#### WRITTEN PROBLEM
Copy the lines below verbatim, but only from the line containing "Where can you find the dirt" through the end of the data.

[Point labeling examples]
** Start **

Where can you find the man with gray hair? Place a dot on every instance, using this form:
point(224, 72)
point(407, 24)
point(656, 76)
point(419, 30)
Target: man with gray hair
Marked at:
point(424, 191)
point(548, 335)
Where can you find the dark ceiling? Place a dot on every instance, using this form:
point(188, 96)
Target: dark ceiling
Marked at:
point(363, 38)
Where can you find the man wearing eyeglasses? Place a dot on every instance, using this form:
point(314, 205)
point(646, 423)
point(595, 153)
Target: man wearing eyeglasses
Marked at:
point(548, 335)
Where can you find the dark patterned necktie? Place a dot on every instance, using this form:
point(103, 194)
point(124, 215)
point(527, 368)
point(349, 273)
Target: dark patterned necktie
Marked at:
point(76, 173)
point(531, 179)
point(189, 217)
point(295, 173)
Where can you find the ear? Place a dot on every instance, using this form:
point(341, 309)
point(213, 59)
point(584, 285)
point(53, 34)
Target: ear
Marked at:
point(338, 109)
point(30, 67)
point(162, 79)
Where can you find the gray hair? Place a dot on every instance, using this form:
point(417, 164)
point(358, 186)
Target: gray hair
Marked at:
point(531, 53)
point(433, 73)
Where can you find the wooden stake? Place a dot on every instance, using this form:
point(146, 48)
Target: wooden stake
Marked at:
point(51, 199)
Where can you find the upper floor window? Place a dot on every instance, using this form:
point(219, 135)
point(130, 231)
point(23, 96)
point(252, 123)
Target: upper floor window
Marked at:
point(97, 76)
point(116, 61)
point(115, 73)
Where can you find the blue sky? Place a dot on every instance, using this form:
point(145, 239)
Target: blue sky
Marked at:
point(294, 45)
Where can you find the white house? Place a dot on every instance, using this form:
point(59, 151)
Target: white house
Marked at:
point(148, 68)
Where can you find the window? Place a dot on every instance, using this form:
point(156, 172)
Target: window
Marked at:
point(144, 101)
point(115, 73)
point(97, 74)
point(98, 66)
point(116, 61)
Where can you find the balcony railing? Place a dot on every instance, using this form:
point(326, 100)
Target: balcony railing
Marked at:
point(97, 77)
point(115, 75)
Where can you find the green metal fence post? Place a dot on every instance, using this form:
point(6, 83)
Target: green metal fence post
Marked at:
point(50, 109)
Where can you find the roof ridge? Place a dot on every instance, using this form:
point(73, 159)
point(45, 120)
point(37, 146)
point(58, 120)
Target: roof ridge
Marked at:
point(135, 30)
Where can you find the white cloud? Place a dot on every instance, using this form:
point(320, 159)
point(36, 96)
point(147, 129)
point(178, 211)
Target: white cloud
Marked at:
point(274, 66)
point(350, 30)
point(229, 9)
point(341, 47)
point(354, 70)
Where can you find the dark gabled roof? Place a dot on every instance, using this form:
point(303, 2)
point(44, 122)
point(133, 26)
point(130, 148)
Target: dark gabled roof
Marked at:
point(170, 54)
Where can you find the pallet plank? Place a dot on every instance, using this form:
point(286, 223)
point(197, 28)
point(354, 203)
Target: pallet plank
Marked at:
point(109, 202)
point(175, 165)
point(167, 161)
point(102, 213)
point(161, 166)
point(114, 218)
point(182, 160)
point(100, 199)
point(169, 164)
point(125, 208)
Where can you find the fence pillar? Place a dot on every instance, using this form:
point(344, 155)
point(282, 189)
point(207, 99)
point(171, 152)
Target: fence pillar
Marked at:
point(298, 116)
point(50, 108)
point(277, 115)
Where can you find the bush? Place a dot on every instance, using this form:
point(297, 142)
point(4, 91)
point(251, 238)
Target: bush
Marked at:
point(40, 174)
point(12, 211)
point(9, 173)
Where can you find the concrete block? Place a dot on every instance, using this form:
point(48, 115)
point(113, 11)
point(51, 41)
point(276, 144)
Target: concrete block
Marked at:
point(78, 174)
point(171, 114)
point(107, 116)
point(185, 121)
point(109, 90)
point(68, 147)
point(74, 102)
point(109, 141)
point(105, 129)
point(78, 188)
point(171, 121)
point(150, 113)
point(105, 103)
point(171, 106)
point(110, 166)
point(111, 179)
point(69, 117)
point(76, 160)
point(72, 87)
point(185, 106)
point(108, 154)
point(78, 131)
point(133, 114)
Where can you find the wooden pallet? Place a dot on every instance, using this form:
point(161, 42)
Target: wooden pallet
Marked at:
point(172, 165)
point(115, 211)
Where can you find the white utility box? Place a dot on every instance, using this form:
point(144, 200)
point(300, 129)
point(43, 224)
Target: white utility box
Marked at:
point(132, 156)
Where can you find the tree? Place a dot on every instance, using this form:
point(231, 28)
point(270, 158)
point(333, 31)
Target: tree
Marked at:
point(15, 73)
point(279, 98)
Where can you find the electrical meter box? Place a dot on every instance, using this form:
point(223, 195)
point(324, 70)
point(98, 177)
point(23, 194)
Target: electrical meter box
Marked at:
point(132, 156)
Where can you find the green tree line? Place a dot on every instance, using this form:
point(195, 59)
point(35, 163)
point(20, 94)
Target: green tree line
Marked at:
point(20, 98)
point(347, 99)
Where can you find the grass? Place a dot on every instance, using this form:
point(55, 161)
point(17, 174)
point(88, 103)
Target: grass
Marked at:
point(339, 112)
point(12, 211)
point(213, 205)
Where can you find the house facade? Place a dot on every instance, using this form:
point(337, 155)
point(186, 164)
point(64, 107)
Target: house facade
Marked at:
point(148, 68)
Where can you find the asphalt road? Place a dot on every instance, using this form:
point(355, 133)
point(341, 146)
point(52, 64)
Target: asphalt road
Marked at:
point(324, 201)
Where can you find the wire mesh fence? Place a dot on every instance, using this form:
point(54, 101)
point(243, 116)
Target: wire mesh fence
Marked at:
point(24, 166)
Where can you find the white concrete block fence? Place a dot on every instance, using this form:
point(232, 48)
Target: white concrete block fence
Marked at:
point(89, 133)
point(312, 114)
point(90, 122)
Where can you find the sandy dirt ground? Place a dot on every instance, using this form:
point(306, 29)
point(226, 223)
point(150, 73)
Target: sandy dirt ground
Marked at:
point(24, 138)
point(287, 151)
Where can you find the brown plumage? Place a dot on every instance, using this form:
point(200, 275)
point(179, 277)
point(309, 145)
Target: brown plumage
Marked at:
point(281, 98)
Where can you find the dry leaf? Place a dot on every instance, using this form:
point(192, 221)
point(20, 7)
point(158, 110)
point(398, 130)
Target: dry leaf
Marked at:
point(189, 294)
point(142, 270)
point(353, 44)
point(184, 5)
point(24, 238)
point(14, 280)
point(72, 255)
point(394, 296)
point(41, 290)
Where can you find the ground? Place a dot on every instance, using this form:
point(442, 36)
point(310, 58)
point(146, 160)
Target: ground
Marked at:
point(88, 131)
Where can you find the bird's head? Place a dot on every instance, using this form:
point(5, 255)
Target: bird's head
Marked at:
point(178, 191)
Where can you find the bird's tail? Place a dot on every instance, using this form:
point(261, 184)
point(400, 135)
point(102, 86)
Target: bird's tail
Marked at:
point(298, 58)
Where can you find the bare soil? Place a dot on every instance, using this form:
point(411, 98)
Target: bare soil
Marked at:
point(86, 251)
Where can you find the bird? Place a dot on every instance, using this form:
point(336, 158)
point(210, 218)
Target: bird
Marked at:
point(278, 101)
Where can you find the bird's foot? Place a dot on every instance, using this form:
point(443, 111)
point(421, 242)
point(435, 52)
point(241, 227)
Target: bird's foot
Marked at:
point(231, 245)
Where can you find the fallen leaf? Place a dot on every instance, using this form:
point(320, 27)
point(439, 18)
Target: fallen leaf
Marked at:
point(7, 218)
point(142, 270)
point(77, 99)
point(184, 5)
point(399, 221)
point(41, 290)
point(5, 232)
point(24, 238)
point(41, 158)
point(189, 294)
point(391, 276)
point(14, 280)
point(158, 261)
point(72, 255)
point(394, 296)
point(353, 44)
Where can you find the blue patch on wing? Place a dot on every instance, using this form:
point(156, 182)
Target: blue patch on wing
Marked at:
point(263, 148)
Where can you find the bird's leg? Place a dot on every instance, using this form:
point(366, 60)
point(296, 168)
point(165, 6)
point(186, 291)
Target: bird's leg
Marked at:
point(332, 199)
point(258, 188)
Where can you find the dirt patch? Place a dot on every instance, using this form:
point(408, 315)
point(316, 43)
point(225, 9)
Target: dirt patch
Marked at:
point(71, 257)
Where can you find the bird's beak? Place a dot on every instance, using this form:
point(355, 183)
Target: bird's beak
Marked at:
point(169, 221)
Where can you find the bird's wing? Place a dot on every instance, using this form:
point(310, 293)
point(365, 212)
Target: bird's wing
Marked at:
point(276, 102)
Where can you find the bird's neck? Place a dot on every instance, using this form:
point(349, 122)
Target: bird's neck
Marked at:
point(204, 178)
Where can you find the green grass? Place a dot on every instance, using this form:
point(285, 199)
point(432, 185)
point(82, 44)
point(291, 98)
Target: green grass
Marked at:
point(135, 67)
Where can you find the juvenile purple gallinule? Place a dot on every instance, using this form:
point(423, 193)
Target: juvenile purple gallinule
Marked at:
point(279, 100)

** End **

#### OUTPUT FOR THIS EXERCISE
Where can you find the dirt patch? Place a dot on every instance, using this form:
point(408, 315)
point(316, 43)
point(225, 9)
Target: dirt patch
Marked at:
point(71, 257)
Where can you find the bird's beak? Place a dot on every instance, using this form:
point(355, 183)
Target: bird's beak
Marked at:
point(169, 221)
Where can you find the bird's wing? Place a dot on every instance, using this form:
point(310, 293)
point(365, 212)
Target: bird's wing
Marked at:
point(276, 102)
Where can you find the bird's neck? Place a dot on every instance, using this form:
point(349, 122)
Target: bird's neck
Marked at:
point(204, 178)
Where can you find the green grass? Place a dot on every instance, using this form:
point(285, 199)
point(432, 185)
point(82, 44)
point(291, 98)
Target: green grass
Marked at:
point(135, 67)
Where can you find the juvenile purple gallinule? Place a dot on every instance, using this form:
point(423, 193)
Target: juvenile purple gallinule
Marked at:
point(279, 100)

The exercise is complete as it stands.